■ What is required
Change "wooden post" to "timber post" in the records from the line containing "the weathered wooden" through the line containing "[827,382,858,510]", and write out only those lines, with everything else left as it is.

[Records of labeled boxes]
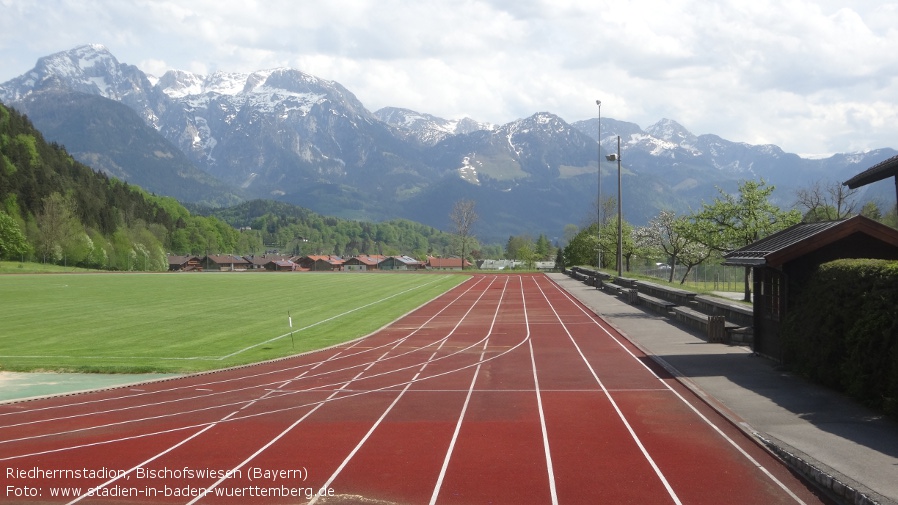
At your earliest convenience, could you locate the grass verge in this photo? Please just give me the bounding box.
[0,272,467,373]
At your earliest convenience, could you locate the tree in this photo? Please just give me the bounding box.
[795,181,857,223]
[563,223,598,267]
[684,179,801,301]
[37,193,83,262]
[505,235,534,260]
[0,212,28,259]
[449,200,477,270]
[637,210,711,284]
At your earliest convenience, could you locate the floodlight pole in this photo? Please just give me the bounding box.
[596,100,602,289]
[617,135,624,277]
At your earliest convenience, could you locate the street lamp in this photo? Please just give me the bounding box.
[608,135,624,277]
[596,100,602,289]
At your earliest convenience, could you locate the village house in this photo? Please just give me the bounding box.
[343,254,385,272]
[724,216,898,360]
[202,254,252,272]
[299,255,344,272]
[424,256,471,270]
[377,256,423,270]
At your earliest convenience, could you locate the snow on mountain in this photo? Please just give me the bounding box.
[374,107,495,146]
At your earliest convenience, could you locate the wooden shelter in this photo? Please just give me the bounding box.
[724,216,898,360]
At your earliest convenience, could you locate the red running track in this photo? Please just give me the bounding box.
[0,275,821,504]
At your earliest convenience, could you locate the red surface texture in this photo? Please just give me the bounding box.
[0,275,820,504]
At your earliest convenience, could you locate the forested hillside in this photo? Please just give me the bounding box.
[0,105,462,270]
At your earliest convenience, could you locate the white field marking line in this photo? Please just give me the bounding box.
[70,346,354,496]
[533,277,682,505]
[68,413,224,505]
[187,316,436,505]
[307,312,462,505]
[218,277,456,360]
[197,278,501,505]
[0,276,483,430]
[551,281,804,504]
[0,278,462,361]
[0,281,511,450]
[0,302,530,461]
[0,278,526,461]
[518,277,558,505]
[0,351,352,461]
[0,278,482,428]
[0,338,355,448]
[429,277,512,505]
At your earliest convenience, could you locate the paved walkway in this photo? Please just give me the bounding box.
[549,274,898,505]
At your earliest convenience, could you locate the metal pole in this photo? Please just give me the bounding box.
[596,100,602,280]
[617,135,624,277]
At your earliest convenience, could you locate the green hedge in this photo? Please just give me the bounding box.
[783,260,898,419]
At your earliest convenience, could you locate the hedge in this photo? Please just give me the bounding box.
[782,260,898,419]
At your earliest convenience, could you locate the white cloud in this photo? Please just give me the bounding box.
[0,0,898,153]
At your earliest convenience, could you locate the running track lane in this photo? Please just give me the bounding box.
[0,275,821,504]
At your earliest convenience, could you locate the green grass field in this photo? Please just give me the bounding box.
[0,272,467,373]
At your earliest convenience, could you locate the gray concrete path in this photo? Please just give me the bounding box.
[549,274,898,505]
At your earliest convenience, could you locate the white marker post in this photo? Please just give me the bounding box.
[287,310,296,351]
---
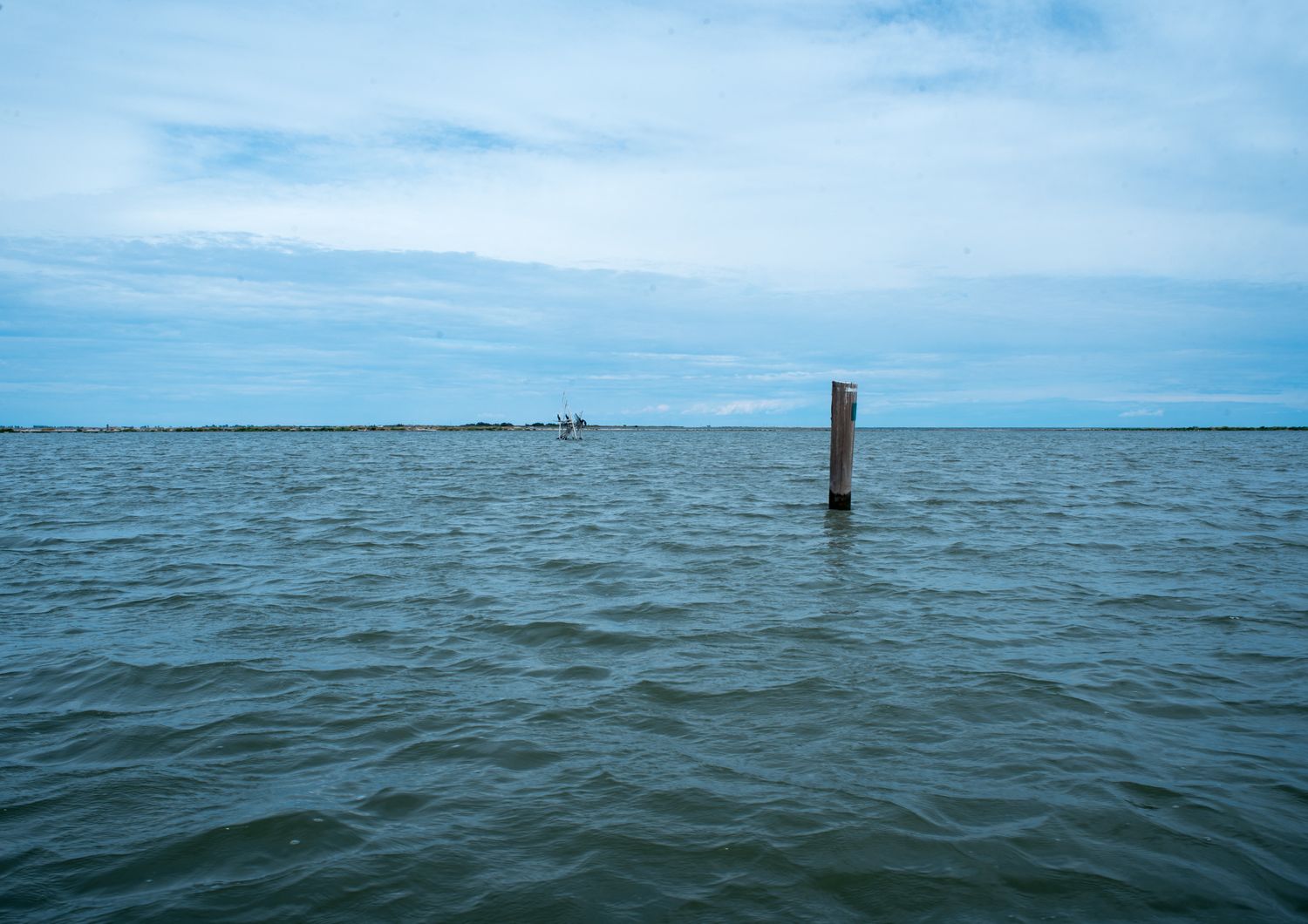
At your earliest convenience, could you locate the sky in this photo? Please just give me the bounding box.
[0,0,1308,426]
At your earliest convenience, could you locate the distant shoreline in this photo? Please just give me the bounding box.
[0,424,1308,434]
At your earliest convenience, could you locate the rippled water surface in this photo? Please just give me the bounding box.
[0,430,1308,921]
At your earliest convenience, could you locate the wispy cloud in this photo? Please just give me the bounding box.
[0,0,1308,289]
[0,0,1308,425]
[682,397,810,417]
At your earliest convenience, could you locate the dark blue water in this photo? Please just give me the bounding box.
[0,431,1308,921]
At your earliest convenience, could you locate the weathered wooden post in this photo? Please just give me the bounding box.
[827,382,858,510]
--
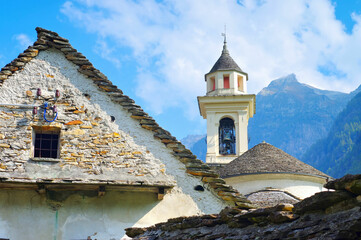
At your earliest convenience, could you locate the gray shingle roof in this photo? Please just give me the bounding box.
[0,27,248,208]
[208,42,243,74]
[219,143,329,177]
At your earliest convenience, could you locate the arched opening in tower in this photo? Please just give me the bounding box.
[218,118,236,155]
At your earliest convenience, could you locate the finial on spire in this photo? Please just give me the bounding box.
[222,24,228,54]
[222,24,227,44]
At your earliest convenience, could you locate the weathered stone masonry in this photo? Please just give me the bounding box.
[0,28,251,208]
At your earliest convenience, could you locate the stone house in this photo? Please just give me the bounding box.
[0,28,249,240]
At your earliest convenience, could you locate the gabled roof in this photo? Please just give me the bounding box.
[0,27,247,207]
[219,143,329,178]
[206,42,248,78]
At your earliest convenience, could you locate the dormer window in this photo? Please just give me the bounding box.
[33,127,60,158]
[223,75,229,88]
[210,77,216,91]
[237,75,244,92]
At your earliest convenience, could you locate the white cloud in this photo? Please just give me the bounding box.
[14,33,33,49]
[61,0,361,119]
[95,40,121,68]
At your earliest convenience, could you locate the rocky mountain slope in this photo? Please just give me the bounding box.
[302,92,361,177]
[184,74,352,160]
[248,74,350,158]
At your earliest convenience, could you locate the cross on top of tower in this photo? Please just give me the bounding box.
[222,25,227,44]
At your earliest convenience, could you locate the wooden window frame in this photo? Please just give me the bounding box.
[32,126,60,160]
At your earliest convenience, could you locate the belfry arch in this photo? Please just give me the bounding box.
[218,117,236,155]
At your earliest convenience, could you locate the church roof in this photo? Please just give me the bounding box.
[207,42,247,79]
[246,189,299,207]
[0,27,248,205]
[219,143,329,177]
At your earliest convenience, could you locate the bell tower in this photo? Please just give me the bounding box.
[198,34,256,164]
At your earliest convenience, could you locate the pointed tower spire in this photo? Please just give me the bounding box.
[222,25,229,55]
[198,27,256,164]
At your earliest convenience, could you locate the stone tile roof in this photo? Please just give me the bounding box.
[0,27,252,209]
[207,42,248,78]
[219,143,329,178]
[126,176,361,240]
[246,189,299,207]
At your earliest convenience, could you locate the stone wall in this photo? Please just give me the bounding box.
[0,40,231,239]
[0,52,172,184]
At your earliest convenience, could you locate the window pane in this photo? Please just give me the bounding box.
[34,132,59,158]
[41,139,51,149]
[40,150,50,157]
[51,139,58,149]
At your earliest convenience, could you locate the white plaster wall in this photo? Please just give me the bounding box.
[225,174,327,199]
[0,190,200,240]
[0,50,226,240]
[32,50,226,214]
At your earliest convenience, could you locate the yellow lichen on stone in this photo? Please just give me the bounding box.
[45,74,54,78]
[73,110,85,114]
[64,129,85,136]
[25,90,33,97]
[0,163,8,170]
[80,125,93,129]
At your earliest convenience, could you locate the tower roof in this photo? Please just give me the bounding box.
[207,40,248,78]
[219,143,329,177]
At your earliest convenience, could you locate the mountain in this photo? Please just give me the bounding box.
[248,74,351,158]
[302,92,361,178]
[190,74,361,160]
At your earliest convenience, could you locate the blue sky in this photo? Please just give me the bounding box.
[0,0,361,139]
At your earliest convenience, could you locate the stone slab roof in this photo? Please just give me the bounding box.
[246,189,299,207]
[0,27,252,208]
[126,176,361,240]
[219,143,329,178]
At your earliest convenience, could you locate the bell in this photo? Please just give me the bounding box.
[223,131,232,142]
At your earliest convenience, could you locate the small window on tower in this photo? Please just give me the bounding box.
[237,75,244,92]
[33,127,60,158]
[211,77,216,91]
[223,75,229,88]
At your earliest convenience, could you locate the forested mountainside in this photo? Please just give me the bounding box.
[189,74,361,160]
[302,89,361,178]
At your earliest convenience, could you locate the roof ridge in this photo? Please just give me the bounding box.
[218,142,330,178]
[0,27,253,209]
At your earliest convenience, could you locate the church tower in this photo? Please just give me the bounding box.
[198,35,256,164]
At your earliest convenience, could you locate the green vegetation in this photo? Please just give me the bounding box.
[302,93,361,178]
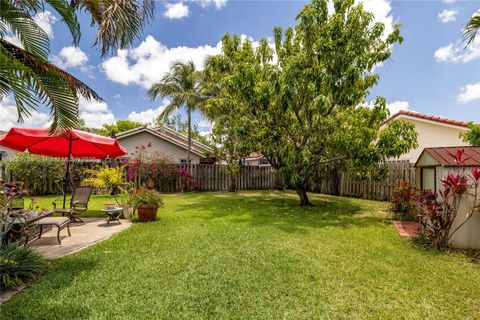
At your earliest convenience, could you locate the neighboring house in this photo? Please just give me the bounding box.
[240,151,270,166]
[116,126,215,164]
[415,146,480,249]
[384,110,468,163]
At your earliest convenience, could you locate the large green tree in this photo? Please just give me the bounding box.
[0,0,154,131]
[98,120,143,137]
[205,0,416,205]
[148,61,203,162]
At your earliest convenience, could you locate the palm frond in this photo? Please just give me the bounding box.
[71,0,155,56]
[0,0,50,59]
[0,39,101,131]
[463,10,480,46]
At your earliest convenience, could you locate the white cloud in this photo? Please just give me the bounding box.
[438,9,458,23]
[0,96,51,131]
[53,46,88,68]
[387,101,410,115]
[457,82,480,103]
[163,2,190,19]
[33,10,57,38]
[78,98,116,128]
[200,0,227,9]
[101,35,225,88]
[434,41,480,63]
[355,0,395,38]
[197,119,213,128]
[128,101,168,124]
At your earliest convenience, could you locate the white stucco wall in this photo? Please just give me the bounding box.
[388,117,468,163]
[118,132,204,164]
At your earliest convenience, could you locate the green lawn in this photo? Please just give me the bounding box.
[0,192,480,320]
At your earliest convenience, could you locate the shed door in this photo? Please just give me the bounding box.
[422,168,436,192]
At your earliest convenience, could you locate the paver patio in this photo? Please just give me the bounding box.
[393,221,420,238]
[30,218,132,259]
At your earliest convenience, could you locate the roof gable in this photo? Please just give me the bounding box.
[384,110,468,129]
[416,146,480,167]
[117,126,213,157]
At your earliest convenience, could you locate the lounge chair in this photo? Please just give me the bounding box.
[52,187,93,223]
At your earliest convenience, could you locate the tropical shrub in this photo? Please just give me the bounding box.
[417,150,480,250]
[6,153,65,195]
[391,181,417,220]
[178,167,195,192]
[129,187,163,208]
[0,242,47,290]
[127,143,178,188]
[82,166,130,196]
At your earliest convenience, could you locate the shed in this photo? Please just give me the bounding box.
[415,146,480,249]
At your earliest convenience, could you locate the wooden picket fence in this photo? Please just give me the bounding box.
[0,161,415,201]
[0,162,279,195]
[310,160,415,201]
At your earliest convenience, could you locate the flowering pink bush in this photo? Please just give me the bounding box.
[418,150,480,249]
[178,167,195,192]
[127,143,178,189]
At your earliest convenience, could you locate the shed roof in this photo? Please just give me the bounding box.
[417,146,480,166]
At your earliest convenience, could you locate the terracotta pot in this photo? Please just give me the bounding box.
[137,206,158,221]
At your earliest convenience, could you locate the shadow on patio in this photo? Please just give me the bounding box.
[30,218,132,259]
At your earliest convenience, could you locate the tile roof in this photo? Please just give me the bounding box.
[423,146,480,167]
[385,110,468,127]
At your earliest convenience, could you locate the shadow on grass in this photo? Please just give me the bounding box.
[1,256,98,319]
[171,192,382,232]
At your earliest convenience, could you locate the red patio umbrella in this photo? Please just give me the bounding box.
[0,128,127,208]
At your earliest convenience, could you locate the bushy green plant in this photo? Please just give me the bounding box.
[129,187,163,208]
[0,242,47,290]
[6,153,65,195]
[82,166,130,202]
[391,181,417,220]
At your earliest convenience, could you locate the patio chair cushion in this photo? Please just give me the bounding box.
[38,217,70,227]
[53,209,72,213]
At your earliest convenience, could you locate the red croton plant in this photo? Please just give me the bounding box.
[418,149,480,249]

■ Task output
At your earliest convenience, could you locate the weathered timber post in this photo? Please just give me the bounding box.
[827,382,858,510]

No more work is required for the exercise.